▶ **Objective**: Quote the following material word for word, changing nothing.

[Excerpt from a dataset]
****************
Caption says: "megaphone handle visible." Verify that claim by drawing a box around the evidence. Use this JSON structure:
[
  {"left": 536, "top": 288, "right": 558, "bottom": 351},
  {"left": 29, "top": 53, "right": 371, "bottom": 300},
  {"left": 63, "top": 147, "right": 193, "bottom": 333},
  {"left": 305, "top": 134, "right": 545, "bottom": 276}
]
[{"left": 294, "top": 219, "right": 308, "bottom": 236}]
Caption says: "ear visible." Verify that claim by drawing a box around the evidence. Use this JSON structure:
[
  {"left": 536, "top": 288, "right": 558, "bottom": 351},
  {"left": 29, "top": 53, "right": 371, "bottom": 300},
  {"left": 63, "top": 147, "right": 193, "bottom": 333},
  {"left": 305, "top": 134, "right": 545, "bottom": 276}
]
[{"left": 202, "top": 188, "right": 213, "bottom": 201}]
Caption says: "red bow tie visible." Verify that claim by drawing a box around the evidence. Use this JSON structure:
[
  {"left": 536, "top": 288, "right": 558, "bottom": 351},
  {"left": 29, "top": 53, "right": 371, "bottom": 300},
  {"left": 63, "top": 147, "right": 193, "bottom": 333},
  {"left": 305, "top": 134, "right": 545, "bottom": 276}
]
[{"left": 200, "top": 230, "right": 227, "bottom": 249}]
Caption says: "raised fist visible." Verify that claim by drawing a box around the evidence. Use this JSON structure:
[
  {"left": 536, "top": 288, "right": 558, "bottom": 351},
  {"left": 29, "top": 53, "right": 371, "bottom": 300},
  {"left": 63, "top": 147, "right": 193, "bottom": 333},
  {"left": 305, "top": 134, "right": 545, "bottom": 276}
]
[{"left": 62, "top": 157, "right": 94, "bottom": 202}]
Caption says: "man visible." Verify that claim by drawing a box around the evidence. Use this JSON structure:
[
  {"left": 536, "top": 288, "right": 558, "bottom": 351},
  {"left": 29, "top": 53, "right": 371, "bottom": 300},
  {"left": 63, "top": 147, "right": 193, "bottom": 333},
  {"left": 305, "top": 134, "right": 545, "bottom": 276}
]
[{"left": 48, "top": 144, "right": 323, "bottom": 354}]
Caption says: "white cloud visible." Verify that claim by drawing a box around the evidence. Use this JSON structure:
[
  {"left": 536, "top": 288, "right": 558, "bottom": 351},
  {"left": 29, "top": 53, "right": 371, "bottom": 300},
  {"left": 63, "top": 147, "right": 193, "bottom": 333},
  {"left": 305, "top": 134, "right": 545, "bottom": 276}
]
****************
▶ **Result for this exercise**:
Caption says: "megaphone handle visible." Verify that claim by drawing a box around the evidence. Use this JSON structure:
[
  {"left": 536, "top": 288, "right": 558, "bottom": 351},
  {"left": 29, "top": 53, "right": 371, "bottom": 300},
  {"left": 63, "top": 147, "right": 193, "bottom": 333},
  {"left": 305, "top": 134, "right": 545, "bottom": 276}
]
[{"left": 294, "top": 219, "right": 308, "bottom": 236}]
Caption says: "ear visible." Verify that claim by drawing a box around the evidence. Use this JSON structure:
[
  {"left": 536, "top": 288, "right": 558, "bottom": 351},
  {"left": 29, "top": 53, "right": 371, "bottom": 300},
  {"left": 63, "top": 147, "right": 193, "bottom": 333},
  {"left": 305, "top": 134, "right": 545, "bottom": 276}
]
[{"left": 202, "top": 188, "right": 213, "bottom": 201}]
Caption says: "red bow tie visible." Verify that claim by drawing a box around the evidence. Use this JSON structure:
[
  {"left": 536, "top": 288, "right": 558, "bottom": 351},
  {"left": 29, "top": 53, "right": 371, "bottom": 300},
  {"left": 63, "top": 147, "right": 193, "bottom": 333},
  {"left": 305, "top": 134, "right": 545, "bottom": 276}
]
[{"left": 200, "top": 230, "right": 227, "bottom": 249}]
Caption says: "raised fist visible." Verify that claim by drawing a box around the evidence. Use this JSON structure:
[
  {"left": 536, "top": 288, "right": 558, "bottom": 351},
  {"left": 29, "top": 53, "right": 371, "bottom": 300},
  {"left": 63, "top": 147, "right": 193, "bottom": 333},
  {"left": 305, "top": 134, "right": 545, "bottom": 276}
]
[{"left": 62, "top": 157, "right": 94, "bottom": 202}]
Caption says: "man visible." Verify that claim by drawing a box around the evidence. Use this JSON structure:
[
  {"left": 536, "top": 288, "right": 558, "bottom": 351},
  {"left": 29, "top": 53, "right": 371, "bottom": 300},
  {"left": 63, "top": 147, "right": 193, "bottom": 333},
  {"left": 305, "top": 134, "right": 545, "bottom": 276}
]
[{"left": 48, "top": 144, "right": 323, "bottom": 354}]
Caption says: "white cloud visible." Verify that claim by drawing a box around the evidence. Use this JSON structure:
[
  {"left": 536, "top": 288, "right": 558, "bottom": 351},
  {"left": 29, "top": 53, "right": 371, "bottom": 300},
  {"left": 63, "top": 147, "right": 193, "bottom": 333},
  {"left": 305, "top": 134, "right": 545, "bottom": 276}
]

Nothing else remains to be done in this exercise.